Text under study:
********

Member of the United States House of Representatives from Vermont's at-large district
- In office January 3, 1951 – January 3, 1959
- Preceded by: Charles Albert Plumley
- Succeeded by: William H. Meyer

Speaker of the Vermont House of Representatives
- In office 1947–1949
- Preceded by: Joseph H. Denny
- Succeeded by: J. Harold Stacey

Member of the Vermont House of Representatives from Newport
- In office 1941–1949
- Preceded by: John M. Bradley
- Succeeded by: Robert W. H. Davis

Mayor of Newport, Vermont
- In office 1938–1941
- Preceded by: John M. Bradley
- Succeeded by: Ona S. Searles

Personal details
- Born: Winston Lewis Prouty September 1, 1906 Newport, Vermont, U.S.
- Died: September 10, 1971 (aged 65) Boston, Massachusetts, U.S.
- Party: Republican
- Spouse(s): Frances C. Hearle Backus (1939-1960, her death) Jennette Herbert Hall (1962-1971, his death)
- Children: 3
- Education: Lafayette College (attended)
- Profession: Businessman

= Winston L. Prouty =

American banker and politician (1906–1971)

Winston Lewis Prouty (September 1, 1906 – September 10, 1971) was an American banker and Republican politician who represented Vermont in the United States House of Representatives from 1951 to 1959 and the United States Senate from 1959 until his death in 1971. He also served as mayor of the city of Newport and a member of the Vermont House of Representatives. He was elected Speaker of the Vermont House of Representatives from 1947 to 1949.

********

Task set:
1. In the Winston L. Prouty text, which college did Prouty attend?
2. From the Prouty text, write out everything from "Mayor of Newport, Vermont" down to "(1962-1971, his death)", swapping "Republican" for "Democratic".
3. List every person the Prouty text names as having succeeded him in an office.

********

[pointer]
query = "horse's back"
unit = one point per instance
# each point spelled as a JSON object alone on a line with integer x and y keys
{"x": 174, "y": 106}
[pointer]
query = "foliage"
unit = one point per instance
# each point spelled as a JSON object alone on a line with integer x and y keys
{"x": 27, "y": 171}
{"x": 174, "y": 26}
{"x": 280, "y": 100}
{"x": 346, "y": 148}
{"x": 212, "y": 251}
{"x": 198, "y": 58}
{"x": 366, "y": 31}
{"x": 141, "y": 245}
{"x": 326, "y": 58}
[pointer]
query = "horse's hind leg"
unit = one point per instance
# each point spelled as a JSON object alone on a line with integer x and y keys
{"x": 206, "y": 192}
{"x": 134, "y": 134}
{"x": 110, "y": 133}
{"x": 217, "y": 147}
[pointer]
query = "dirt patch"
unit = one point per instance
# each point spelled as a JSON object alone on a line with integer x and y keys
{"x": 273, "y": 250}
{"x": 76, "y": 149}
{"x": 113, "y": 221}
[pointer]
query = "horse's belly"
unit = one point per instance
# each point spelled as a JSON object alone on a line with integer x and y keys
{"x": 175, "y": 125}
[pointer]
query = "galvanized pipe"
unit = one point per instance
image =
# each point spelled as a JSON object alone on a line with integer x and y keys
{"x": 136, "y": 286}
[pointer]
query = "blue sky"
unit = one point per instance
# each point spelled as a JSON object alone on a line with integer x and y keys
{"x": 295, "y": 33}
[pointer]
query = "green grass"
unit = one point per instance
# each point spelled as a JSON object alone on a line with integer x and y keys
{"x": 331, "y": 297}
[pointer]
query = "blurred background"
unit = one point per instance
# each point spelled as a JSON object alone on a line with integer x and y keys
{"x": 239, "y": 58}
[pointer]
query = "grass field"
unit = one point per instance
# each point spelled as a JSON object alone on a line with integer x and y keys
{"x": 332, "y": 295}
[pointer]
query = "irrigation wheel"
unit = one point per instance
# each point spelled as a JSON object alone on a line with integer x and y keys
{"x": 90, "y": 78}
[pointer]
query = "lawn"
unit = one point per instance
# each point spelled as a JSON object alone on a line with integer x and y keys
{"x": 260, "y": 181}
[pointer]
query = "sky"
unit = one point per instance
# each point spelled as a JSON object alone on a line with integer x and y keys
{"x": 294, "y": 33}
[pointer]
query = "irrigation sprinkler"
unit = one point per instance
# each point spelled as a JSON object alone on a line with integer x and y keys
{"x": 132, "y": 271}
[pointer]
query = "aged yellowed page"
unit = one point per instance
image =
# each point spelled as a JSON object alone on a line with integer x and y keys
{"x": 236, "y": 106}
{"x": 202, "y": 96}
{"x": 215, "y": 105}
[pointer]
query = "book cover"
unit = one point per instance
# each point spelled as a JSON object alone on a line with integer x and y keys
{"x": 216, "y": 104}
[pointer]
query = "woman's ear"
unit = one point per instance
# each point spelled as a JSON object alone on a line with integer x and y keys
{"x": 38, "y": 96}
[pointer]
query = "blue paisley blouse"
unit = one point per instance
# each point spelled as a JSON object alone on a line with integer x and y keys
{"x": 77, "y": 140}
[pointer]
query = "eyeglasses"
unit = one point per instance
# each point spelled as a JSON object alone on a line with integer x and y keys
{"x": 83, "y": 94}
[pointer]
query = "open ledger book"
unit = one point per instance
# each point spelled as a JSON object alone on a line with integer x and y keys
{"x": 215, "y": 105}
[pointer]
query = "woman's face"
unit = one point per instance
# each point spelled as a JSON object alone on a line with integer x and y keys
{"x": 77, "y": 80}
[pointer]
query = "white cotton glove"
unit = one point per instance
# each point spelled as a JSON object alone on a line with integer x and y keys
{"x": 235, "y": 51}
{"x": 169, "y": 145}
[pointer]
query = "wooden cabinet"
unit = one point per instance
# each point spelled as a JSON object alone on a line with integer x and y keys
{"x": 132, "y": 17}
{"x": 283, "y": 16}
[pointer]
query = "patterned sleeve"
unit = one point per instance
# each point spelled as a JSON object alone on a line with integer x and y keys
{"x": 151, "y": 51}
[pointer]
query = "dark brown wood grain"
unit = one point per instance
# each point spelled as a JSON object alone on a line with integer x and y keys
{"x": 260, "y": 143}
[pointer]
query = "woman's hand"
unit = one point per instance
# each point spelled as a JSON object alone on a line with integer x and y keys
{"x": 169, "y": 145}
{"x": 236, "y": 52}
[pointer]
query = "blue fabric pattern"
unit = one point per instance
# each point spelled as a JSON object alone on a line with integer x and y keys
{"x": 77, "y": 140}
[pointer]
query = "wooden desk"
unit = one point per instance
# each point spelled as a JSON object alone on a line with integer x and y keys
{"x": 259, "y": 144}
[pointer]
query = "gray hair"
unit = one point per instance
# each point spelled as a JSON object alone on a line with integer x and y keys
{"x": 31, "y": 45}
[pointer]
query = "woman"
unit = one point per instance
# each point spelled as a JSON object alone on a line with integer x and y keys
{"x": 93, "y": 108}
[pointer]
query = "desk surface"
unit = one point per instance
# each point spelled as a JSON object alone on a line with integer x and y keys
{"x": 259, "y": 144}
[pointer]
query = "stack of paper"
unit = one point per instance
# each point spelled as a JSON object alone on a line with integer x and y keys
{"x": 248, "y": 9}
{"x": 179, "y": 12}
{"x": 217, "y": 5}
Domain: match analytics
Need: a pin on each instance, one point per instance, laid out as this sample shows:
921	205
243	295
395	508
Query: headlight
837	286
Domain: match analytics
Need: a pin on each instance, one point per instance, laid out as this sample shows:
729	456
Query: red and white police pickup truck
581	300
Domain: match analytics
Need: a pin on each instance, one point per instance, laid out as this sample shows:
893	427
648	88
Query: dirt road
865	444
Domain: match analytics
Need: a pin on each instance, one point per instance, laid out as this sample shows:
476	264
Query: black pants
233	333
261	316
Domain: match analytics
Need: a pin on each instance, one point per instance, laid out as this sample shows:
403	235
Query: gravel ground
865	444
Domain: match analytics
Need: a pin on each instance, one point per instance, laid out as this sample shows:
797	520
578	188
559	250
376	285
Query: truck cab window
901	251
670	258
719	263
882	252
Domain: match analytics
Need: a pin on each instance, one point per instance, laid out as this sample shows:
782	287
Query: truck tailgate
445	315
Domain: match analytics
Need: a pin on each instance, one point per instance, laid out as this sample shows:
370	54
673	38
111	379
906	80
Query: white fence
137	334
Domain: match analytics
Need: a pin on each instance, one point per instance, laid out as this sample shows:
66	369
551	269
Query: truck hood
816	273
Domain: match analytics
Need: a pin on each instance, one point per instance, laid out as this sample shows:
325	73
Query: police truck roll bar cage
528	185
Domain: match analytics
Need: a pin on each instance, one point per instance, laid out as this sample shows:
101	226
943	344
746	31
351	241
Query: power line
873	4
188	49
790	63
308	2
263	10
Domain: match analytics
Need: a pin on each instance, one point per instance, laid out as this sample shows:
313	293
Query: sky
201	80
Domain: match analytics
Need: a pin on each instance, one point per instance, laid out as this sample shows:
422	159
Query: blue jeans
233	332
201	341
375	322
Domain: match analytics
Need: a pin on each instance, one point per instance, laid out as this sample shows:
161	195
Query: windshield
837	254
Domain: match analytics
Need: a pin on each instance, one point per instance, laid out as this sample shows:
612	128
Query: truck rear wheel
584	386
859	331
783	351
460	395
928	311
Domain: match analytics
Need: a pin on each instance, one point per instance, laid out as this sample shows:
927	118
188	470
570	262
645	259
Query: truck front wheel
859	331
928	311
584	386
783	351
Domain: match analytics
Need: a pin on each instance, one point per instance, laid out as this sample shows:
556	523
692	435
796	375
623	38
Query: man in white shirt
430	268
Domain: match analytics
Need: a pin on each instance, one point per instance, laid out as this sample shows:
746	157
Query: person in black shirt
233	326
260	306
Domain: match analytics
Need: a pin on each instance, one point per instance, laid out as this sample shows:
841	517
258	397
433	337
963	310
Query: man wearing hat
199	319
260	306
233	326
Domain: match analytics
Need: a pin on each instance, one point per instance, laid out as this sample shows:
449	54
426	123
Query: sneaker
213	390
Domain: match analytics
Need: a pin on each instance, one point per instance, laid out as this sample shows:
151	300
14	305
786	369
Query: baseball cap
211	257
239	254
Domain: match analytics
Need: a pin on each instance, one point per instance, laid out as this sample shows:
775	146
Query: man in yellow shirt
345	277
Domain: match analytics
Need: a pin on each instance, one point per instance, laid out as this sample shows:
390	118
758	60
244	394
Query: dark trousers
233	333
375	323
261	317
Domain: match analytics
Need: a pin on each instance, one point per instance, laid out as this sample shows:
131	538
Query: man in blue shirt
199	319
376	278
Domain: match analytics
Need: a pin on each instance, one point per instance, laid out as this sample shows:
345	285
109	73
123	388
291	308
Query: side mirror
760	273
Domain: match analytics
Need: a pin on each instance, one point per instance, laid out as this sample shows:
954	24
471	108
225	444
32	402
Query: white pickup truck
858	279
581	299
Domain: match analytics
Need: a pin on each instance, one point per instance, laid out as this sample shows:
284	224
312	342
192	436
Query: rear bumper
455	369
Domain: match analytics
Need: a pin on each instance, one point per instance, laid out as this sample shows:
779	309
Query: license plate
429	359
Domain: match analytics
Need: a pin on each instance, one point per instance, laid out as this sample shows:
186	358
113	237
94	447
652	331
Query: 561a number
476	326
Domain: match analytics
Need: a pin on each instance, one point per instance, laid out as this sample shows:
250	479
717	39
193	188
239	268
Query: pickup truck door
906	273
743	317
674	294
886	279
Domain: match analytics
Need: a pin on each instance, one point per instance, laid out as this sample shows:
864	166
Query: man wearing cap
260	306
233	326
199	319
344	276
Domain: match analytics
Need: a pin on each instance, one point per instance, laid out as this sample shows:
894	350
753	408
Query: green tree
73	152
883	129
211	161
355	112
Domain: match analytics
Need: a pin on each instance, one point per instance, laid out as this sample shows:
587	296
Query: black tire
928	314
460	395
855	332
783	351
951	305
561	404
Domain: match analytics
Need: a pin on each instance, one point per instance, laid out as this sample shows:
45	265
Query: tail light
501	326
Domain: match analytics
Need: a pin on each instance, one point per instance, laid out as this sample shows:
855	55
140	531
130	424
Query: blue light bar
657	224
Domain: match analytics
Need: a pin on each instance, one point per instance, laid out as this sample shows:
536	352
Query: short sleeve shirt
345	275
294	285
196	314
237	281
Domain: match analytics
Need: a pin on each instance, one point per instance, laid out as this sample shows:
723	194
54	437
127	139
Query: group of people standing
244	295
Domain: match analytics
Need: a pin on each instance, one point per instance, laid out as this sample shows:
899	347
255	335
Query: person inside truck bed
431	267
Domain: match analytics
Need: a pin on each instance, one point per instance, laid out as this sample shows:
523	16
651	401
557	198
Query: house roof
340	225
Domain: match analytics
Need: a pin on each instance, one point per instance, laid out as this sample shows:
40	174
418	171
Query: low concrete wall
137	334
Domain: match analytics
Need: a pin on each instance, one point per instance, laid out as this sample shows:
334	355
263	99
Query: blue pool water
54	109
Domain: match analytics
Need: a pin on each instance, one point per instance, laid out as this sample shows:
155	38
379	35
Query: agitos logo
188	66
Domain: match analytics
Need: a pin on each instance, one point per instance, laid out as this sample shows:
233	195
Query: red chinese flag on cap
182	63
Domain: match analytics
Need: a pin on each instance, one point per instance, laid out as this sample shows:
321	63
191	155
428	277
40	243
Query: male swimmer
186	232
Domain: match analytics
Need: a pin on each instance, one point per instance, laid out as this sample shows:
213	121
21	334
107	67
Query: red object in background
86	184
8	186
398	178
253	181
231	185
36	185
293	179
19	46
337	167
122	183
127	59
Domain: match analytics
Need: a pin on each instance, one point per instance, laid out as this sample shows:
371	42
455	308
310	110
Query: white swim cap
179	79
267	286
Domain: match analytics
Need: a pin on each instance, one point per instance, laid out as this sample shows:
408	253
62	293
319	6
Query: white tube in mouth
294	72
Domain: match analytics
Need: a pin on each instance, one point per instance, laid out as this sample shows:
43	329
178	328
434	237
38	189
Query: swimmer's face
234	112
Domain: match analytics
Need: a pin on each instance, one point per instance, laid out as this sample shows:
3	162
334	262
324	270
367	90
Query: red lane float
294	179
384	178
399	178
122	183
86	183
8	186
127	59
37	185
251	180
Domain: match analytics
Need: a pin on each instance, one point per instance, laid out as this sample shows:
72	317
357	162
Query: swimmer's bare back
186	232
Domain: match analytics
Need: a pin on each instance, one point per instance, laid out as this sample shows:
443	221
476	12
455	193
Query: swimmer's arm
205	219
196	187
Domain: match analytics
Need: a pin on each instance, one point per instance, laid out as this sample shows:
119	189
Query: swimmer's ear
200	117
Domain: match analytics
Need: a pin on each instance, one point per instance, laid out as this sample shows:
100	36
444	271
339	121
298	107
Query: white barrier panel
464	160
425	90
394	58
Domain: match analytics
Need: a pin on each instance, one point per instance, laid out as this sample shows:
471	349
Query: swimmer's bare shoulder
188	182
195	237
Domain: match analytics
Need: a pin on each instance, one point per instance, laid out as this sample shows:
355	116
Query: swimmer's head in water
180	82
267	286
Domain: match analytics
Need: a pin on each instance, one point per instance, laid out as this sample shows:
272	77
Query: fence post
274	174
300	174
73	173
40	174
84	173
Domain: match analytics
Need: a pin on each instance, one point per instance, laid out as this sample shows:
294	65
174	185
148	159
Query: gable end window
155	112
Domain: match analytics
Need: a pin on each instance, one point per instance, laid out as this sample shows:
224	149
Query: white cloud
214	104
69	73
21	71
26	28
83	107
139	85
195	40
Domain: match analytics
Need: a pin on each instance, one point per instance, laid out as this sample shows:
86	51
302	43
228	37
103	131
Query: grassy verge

********

Answers to each task:
1. Lafayette College

2.
Mayor of Newport, Vermont
- In office 1938–1941
- Preceded by: John M. Bradley
- Succeeded by: Ona S. Searles

Personal details
- Born: Winston Lewis Prouty September 1, 1906 Newport, Vermont, U.S.
- Died: September 10, 1971 (aged 65) Boston, Massachusetts, U.S.
- Party: Democratic
- Spouse(s): Frances C. Hearle Backus (1939-1960, her death) Jennette Herbert Hall (1962-1971, his death)

3. William H. Meyer, J. Harold Stacey, Robert W. H. Davis, Ona S. Searles